- Aim of the task -
Update the lines below from the one containing "Expected: the position of each instance of the baseball field" through the end, replacing "cleat" with "spike" everywhere and keeping everything else the same. Give only that stretch.

- Listing -
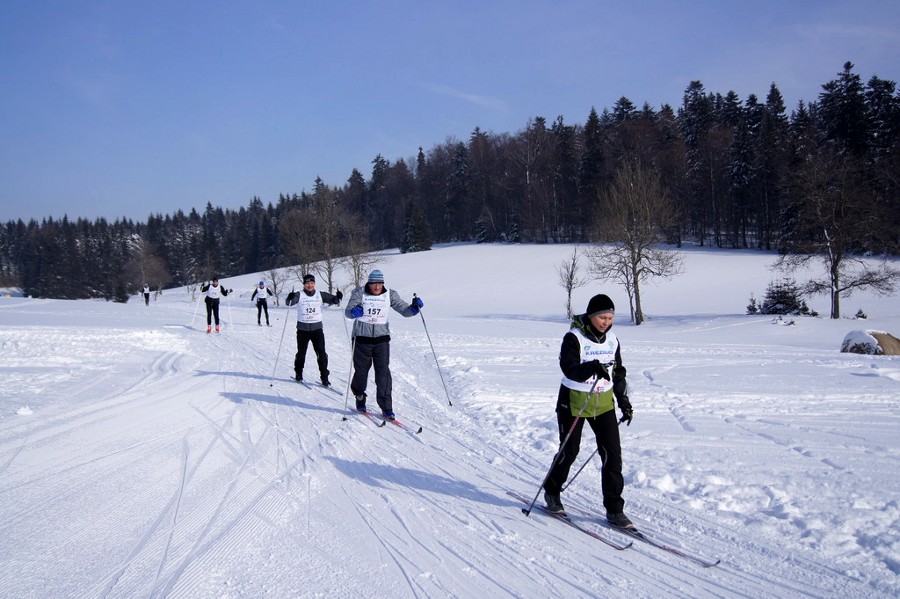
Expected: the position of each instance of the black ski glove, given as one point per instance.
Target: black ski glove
(600, 370)
(627, 411)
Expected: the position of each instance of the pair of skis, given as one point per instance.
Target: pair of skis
(381, 422)
(633, 533)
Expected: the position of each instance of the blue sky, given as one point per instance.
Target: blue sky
(124, 108)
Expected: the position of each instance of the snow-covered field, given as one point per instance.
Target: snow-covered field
(141, 457)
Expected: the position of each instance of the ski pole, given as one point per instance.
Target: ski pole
(441, 374)
(278, 353)
(562, 446)
(196, 306)
(571, 480)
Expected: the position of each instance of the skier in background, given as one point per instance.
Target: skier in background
(369, 305)
(213, 293)
(261, 302)
(309, 303)
(590, 354)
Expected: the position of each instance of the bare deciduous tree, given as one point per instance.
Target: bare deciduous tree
(830, 219)
(570, 278)
(634, 213)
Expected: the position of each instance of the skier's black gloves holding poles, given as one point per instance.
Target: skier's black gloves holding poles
(600, 370)
(627, 411)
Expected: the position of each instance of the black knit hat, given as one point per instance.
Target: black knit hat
(600, 304)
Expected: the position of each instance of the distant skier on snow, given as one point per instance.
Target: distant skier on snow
(370, 306)
(214, 292)
(309, 325)
(590, 360)
(262, 303)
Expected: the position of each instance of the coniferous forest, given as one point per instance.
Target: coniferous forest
(728, 172)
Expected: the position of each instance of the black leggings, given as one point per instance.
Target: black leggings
(606, 430)
(260, 306)
(212, 310)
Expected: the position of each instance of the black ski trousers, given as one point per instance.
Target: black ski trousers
(212, 310)
(606, 430)
(260, 306)
(366, 355)
(317, 338)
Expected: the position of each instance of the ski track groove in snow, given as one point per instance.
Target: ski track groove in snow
(739, 451)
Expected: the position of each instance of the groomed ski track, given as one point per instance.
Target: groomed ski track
(240, 484)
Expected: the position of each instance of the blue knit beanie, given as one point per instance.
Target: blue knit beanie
(600, 304)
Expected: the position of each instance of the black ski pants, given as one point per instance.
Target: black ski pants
(317, 338)
(262, 305)
(606, 430)
(365, 355)
(212, 310)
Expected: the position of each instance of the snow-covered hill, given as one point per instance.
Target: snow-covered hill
(140, 456)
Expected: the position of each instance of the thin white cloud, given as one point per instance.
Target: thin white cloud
(483, 101)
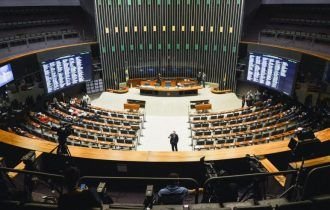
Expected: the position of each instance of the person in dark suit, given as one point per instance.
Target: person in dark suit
(76, 198)
(174, 139)
(159, 79)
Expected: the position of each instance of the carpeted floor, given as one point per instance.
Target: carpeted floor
(165, 114)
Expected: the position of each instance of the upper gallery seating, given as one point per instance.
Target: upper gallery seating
(246, 126)
(317, 199)
(303, 26)
(31, 25)
(93, 127)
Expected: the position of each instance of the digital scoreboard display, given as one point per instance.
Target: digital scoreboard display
(66, 71)
(6, 74)
(272, 71)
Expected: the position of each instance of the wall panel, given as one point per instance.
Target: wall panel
(172, 37)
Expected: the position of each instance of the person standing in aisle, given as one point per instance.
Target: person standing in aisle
(203, 79)
(174, 139)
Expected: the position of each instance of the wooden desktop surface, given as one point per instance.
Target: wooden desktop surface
(151, 156)
(169, 89)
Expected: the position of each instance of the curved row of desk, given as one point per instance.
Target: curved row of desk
(151, 156)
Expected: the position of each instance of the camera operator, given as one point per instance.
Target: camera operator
(63, 132)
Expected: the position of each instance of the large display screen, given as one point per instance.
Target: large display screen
(272, 71)
(66, 71)
(6, 75)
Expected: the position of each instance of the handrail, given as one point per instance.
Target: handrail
(254, 175)
(37, 173)
(191, 180)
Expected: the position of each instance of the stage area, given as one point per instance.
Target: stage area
(165, 114)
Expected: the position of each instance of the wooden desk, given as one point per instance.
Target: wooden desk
(325, 160)
(149, 156)
(140, 102)
(272, 169)
(169, 91)
(203, 107)
(132, 107)
(194, 103)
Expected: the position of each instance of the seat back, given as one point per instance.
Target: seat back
(317, 182)
(299, 205)
(261, 207)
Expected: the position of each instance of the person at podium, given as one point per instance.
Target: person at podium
(159, 79)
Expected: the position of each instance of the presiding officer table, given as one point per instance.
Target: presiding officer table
(153, 156)
(169, 91)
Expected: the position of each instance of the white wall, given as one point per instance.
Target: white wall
(12, 3)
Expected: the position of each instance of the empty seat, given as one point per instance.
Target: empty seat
(225, 131)
(253, 208)
(264, 135)
(299, 205)
(217, 132)
(196, 118)
(236, 130)
(216, 124)
(244, 128)
(204, 118)
(230, 115)
(199, 133)
(207, 133)
(321, 202)
(101, 138)
(105, 129)
(114, 131)
(220, 116)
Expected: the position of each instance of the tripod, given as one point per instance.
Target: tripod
(62, 149)
(296, 188)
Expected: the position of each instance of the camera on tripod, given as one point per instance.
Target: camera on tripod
(63, 132)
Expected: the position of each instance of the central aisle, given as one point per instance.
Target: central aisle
(165, 114)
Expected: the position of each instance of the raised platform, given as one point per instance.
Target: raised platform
(147, 156)
(169, 91)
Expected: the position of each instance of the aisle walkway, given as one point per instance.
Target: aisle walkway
(165, 114)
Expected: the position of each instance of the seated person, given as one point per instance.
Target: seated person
(173, 193)
(76, 198)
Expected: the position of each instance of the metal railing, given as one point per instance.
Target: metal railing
(106, 178)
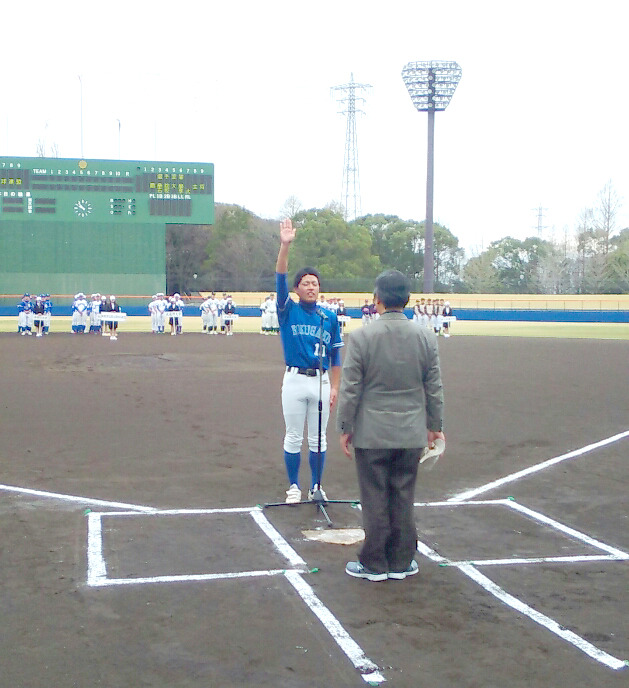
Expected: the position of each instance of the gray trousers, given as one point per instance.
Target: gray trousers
(386, 478)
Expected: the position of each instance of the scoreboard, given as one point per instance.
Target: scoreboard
(62, 189)
(70, 225)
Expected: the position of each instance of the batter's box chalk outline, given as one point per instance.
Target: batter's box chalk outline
(470, 569)
(97, 575)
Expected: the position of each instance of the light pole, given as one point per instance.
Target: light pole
(81, 83)
(431, 86)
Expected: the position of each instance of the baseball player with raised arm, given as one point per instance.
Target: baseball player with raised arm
(303, 327)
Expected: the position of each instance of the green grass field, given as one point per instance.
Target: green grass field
(486, 328)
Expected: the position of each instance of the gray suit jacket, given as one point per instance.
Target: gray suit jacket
(391, 391)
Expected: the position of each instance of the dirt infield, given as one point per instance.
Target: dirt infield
(123, 562)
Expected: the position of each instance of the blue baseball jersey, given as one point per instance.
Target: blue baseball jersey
(300, 331)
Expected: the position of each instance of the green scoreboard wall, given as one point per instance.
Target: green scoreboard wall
(95, 225)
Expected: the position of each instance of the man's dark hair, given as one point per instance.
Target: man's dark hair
(303, 272)
(393, 289)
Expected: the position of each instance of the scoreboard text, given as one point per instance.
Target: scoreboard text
(106, 190)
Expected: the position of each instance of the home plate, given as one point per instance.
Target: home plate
(342, 536)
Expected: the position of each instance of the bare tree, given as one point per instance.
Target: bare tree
(609, 204)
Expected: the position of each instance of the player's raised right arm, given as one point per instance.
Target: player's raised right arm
(287, 234)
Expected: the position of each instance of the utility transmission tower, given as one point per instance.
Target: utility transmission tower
(540, 219)
(350, 198)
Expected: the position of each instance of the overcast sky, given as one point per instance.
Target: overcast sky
(538, 119)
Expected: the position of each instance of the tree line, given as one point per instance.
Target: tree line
(238, 253)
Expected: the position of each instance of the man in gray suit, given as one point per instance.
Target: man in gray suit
(390, 406)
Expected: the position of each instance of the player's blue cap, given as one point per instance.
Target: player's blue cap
(303, 272)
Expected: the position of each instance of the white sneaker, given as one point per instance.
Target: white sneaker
(293, 494)
(311, 493)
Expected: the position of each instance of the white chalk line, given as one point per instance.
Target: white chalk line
(370, 671)
(469, 494)
(73, 498)
(97, 576)
(469, 569)
(542, 619)
(98, 564)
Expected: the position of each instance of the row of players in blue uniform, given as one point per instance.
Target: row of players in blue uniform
(33, 314)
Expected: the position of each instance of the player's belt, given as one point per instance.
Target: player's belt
(310, 372)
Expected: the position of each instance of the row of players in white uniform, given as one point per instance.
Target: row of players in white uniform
(434, 314)
(218, 313)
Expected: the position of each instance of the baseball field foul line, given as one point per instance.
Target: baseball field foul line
(469, 494)
(470, 570)
(97, 576)
(542, 619)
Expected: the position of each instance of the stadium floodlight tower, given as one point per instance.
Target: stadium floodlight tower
(431, 86)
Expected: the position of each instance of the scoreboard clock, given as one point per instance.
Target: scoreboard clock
(61, 189)
(83, 208)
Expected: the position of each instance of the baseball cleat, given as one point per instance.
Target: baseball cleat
(293, 494)
(312, 492)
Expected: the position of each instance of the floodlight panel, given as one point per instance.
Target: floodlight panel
(431, 85)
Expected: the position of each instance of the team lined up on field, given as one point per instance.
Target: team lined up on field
(217, 314)
(434, 314)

- Full response -
Expected: the position of each instance of the baseball field foul line, given as one point per instance.
Target: baseball field foul line
(469, 494)
(470, 570)
(97, 576)
(542, 619)
Expected: the position of each instance of the stadium floodlight tower, given as one point per instance.
Target: stadium floodlight tower
(431, 86)
Expected: the position of each instance of the scoreboard clock, given as one point per instance.
Target: scoreboard clock
(61, 189)
(83, 208)
Expected: the position of each instance of the baseball spike, given as one point per instance.
Target: baseball spike
(293, 494)
(312, 492)
Expected: the position of each instance of the floodlight panel, given as one point per instance.
Target: floodlight panel
(431, 85)
Expected: the position of each instance of the team lined up on field, given as one point per instance.
Target: team lined up on field
(217, 314)
(434, 314)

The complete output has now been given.